**Page excerpt:**
═══

Mechanical eating helps to re-establish hunger cues when our brains cannot trust our body’s natural cues (either due to our own actions or our brain’s chemical imbalance) and begin to safely re-nourish ourselves. Mechanical eating aims to lessen the internalized guilt of eating, lessen food rules, and allow the individual to have pre-set, balanced meals, and snacks.

Mechanical eating goes against everything we are told in our society of “listen to your body” or “only eat when you’re hungry”, which is why most clients struggle when I first introduce this concept.
The most frequently asked question I get is: If I eat even when I’m not hungry how is that building back trust in myself?

Great question!

We lose our natural and appropriate hunger cues when our body has stopped trusting us to feed it proper nutrients. Think of our bodies as a toddler who cries to get their parent’s attention. If the parents ignore the toddler long enough, the toddler with probably scream louder. But if the parents ignore the toddler long enough, the toddler will go quiet. It will learn that parents cannot be relied on to meet their needs, and the toddler with find other, probably less healthy ways, to get their needs met. This is what we do to our bodies when we ignore our natural cues because of food rules or diet-culture beliefs.

When we begin to feed ourselves consistently and reliably, our body slowly rebuilds its ability to let us know when to eat and what to eat; in other words, our bodies begin to heal.

With ADHD it’s a bit different. Individuals with ADHD tend to have lower dopamine levels but high serotonin levels.
Low Dopamine = low hunger cues
High Serotonin = suppressed hunger cues

Therefore, individuals with ADHD typically cannot interpret hunger cues reliably OR they do not experience hunger cues, making it hard to determine what their body needs to function.

ADHD often contributes to eating disorders due to the brain’s dysregulated chemicals. Eating disorder behaviours encourage the brain to release more dopamine and decrease serotonin, making the individual feel more positive and increasing the feeling of control. This chemical change is also the reason ADHD and disordered eating behaviours often co-occur and are so difficult to challenge. If our brains feel better when we restrict, how do we begin to argue with our brains that restricting is not the right answer?

Mechanical Eating

Mechanical eating helps individuals with ADHD learn to eat at structured times of the day vs. waiting to be hungry, it establishes a routine which typically helps the ADHD mind, and it fuels the body so the brain can emotionally regulate more effectively, which is a large part of why the ADHD brain defaults to disordered eating behaviours.

═══

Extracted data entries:
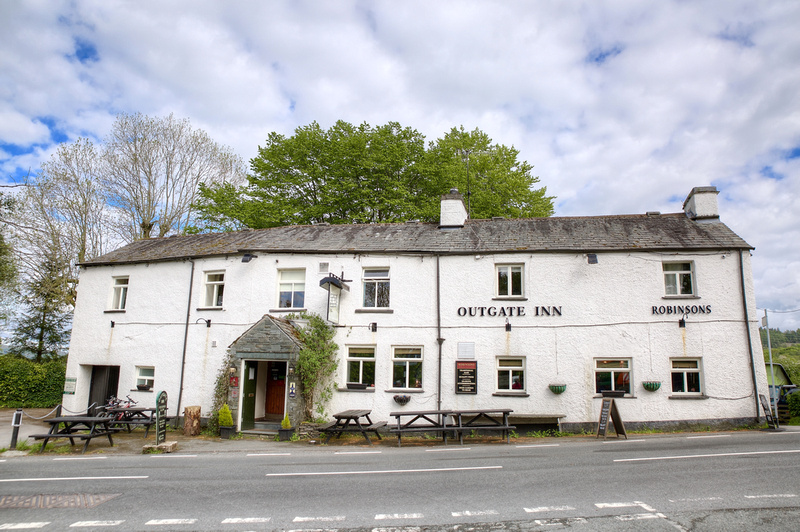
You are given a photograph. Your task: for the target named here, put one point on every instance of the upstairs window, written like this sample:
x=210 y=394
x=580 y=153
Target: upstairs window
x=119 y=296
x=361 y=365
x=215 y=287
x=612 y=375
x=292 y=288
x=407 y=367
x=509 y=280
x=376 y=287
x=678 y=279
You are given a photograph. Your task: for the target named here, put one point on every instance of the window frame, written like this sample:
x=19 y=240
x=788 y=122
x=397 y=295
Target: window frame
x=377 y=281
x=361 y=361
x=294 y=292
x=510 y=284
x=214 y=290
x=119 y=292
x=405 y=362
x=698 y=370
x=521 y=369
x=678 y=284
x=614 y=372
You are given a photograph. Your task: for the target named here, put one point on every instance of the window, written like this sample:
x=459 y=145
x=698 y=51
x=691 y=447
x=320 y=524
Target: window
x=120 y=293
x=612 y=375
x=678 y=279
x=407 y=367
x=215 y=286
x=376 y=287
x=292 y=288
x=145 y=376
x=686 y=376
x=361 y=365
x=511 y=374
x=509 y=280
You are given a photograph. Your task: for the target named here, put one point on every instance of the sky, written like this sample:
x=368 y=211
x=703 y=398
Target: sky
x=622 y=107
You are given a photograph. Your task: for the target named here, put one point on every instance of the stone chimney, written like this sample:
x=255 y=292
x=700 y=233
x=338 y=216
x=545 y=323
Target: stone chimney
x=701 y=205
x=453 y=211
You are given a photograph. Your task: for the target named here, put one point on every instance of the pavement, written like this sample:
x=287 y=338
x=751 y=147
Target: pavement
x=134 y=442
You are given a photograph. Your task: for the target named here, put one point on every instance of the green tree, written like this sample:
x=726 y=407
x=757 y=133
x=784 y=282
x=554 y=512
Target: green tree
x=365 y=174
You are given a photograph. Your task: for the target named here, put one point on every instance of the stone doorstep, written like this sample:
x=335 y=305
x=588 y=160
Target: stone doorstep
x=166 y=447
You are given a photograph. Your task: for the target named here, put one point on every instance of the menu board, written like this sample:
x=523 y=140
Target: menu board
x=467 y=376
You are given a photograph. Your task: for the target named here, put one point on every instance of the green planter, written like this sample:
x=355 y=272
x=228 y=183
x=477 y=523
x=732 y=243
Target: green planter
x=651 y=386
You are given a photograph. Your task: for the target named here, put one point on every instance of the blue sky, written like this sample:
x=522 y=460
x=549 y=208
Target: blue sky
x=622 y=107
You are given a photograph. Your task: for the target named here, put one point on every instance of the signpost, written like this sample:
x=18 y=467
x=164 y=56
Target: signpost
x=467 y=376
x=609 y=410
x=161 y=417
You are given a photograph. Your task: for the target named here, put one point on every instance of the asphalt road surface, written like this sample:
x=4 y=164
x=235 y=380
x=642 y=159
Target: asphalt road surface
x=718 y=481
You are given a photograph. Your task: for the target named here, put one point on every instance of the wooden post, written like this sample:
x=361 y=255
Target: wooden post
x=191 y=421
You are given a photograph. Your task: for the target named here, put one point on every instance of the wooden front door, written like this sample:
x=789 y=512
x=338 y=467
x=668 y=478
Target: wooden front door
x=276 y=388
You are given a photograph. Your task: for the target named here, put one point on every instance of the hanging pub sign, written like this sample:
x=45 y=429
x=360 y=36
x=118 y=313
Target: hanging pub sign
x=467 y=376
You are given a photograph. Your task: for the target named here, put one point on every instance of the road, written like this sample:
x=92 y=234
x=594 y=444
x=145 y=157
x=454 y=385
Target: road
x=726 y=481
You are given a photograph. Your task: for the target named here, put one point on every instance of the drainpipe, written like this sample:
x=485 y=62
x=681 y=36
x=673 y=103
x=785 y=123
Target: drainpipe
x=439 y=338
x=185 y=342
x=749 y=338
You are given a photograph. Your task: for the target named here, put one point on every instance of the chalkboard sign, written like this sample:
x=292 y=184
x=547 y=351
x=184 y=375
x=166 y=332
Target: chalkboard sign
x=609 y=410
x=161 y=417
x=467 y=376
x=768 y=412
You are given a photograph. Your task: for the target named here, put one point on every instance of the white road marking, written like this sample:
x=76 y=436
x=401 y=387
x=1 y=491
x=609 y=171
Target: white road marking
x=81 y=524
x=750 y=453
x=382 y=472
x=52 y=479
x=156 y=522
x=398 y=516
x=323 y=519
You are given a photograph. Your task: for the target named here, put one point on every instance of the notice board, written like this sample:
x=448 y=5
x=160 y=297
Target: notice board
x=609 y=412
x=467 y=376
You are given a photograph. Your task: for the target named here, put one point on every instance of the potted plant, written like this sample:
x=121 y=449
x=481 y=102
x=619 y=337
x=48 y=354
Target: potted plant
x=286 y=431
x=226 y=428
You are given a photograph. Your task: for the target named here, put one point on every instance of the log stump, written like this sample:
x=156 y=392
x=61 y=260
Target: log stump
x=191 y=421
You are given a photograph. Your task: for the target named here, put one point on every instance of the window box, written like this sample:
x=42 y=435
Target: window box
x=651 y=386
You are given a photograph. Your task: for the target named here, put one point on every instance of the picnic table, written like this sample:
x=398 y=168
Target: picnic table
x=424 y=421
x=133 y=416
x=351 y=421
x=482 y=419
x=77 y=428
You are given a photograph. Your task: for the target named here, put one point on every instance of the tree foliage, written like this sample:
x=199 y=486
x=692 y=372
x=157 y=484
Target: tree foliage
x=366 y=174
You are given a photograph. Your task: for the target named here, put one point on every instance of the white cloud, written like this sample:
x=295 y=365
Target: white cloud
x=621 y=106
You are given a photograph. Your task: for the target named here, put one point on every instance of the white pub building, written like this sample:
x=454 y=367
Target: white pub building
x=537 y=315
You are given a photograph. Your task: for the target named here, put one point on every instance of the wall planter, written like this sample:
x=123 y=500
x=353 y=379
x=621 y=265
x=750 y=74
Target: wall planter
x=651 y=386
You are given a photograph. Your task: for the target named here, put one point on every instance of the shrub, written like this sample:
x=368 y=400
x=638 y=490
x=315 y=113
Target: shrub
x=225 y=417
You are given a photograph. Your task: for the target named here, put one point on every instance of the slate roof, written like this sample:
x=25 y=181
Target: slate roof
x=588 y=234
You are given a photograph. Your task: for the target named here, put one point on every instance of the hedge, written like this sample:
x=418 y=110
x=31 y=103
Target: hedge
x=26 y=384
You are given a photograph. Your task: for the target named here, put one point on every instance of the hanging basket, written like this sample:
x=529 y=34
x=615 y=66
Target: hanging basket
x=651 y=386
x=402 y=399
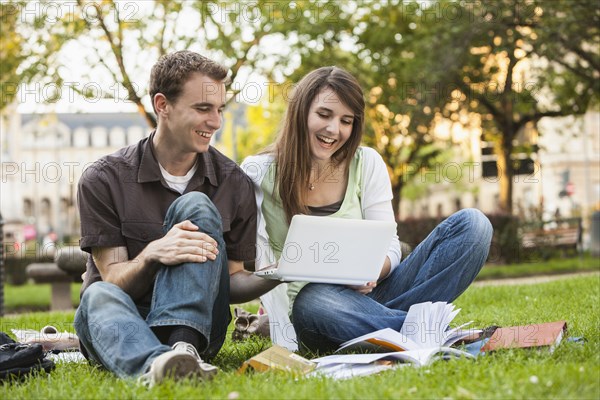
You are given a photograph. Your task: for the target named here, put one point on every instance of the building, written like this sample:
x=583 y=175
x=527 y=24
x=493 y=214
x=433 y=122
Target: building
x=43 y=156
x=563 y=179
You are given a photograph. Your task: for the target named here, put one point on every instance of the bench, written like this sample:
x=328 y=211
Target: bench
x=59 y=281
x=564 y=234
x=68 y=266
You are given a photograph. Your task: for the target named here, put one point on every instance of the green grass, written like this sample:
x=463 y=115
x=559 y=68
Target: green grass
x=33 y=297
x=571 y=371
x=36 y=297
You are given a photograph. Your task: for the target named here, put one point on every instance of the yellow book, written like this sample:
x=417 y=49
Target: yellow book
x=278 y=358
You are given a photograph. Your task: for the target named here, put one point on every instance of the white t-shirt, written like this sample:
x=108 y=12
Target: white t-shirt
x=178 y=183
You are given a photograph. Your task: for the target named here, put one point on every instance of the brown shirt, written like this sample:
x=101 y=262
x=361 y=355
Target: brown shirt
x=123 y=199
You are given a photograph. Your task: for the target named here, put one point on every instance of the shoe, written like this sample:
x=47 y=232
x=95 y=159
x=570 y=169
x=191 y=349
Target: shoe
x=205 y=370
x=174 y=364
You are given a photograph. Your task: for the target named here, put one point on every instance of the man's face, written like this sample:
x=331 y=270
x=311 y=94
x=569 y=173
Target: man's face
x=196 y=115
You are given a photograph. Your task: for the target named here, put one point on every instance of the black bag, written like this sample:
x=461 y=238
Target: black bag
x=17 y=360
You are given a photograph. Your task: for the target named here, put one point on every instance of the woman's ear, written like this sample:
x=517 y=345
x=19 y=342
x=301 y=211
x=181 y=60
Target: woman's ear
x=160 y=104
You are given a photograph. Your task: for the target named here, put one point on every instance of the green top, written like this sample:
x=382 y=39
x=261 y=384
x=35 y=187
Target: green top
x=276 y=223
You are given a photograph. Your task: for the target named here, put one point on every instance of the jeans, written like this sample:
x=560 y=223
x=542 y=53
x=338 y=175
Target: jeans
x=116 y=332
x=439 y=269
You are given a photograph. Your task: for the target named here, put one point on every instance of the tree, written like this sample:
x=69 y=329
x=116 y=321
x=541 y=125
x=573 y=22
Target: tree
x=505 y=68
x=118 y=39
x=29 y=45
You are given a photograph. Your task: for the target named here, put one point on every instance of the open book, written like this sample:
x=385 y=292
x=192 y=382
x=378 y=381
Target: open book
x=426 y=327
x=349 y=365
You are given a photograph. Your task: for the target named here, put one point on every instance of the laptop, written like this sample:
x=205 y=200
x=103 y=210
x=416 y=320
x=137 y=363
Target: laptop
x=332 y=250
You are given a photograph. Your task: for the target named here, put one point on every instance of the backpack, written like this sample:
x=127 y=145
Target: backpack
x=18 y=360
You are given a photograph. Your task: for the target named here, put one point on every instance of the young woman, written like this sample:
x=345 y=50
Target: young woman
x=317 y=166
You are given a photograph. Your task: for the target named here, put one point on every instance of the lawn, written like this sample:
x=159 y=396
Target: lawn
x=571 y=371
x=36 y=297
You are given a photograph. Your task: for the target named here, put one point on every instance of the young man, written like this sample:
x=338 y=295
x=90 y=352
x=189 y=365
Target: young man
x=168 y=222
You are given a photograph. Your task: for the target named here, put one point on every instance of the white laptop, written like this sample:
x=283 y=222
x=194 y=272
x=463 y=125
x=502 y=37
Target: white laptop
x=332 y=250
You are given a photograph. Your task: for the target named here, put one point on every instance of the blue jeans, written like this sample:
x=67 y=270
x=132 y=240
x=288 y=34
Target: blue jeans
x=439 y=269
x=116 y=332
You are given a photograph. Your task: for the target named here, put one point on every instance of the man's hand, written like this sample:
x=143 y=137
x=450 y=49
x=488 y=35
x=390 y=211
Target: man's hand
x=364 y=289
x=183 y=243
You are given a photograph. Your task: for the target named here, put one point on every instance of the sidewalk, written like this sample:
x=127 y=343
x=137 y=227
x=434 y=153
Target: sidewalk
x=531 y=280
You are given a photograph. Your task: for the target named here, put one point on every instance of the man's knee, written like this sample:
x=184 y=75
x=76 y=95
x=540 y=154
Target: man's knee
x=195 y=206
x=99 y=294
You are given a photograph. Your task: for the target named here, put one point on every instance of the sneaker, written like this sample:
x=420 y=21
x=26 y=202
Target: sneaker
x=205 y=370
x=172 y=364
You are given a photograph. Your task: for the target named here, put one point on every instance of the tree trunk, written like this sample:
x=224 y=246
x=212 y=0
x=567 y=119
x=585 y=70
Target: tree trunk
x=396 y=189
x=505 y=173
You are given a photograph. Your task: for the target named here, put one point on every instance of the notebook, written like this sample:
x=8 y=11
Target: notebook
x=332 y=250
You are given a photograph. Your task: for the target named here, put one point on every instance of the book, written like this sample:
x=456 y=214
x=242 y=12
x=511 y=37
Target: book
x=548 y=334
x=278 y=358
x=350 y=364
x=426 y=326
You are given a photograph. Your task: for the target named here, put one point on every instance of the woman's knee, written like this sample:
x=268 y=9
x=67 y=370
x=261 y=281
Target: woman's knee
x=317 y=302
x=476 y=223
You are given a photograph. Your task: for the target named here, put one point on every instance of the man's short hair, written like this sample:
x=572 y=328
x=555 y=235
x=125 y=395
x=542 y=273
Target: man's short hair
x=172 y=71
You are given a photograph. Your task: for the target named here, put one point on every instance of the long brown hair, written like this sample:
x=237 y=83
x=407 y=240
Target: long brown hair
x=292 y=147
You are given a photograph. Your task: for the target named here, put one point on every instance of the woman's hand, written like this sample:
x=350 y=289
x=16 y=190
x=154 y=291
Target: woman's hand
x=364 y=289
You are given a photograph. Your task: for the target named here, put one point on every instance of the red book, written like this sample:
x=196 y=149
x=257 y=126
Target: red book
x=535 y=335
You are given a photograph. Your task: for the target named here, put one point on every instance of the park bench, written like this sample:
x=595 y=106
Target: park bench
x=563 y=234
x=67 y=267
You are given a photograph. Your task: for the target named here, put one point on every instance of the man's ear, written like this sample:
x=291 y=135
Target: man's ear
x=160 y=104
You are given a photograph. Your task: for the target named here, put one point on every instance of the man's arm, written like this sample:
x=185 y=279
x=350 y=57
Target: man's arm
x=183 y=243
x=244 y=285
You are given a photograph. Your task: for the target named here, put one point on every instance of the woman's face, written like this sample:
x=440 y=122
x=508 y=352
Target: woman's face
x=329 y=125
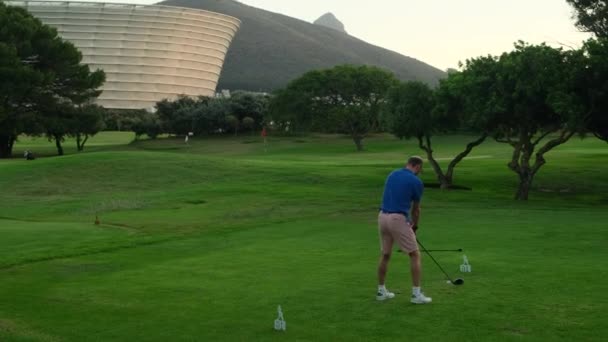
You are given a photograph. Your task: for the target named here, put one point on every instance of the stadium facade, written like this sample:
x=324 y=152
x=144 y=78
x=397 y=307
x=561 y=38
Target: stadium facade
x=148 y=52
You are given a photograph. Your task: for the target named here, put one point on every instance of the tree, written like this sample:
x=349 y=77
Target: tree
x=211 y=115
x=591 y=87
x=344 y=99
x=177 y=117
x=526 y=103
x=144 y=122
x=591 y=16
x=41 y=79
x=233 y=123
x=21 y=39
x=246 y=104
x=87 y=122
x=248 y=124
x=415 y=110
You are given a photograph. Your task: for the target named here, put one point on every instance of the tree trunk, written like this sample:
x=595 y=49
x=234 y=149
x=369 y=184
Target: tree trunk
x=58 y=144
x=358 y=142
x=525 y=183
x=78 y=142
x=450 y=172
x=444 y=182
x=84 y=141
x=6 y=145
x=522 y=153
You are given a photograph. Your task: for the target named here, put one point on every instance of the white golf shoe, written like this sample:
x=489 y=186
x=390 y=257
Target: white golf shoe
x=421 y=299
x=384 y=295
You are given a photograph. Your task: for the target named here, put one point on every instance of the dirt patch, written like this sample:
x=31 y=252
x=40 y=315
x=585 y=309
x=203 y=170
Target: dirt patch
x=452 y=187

═══

According to the text on mechanical eating, what dopamine and serotonin levels do individuals with ADHD tend to have? These entries were taken from a separate source.

**Solution:** They tend to have lower dopamine levels but high serotonin levels.